Source extract:

····················

Jeanie Oliver Davidson Smith (, Davidson; pen name, Temple Oliver; 1836 – November 16, 1925) was an American poet and romancist. She contributed to leading British and U.S. magazines and published several books, continuing her writings almost to the time of her death.

Early life and education
Jeanie Oliver Davidson was born in Troy, New York, 1836. Her parents were Richard and Margaret Oliver (Amos) Davidson. Her father was Scottish by birth and was well known in Troy as a philanthropist; he later became a resident of New York City. Her mother was a member of the Oliver family, conspicuous in southern Scotland. From both parents, she inherited poetic and artistic tendencies. When her mother died, the young girl went with an aunt to Scotland, and for five years, she lived in Edinburgh, where she was educated thoroughly and liberally. After graduation, she returned to the United States.

Career

At an early age, she married Hon. Horace E. Smith (d. 1902), dean of the Albany Law School. After her marriage, she lived in Johnstown, New York where her home was known as a social and literary center. She cared for her two young daughters and for the large family of her husband by a former marriage. Her time was filled with literary, society and charitable work, and she was especially interested in religious and educational matters.

····················

Provided material:
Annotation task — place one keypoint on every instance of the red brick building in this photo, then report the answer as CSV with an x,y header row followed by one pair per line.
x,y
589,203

····················

Problems and tasks:
[a] Answer these questions using the biographical sketch of Jeanie Oliver Davidson Smith:
(i) Under what pen name did she write?
(ii) In which city did she live for five years after her mother's death?
(iii) Of what institution was her husband, Horace E. Smith, the dean?
[b] Transcribe the stretch of the biographical sketch from "Jeanie Oliver Davidson Smith" through "the United States.".

Answers for the exercise:
[a]
(i) Temple Oliver
(ii) Edinburgh
(iii) Albany Law School

[b]
Jeanie Oliver Davidson Smith (, Davidson; pen name, Temple Oliver; 1836 – November 16, 1925) was an American poet and romancist. She contributed to leading British and U.S. magazines and published several books, continuing her writings almost to the time of her death.

Early life and education
Jeanie Oliver Davidson was born in Troy, New York, 1836. Her parents were Richard and Margaret Oliver (Amos) Davidson. Her father was Scottish by birth and was well known in Troy as a philanthropist; he later became a resident of New York City. Her mother was a member of the Oliver family, conspicuous in southern Scotland. From both parents, she inherited poetic and artistic tendencies. When her mother died, the young girl went with an aunt to Scotland, and for five years, she lived in Edinburgh, where she was educated thoroughly and liberally. After graduation, she returned to the United States.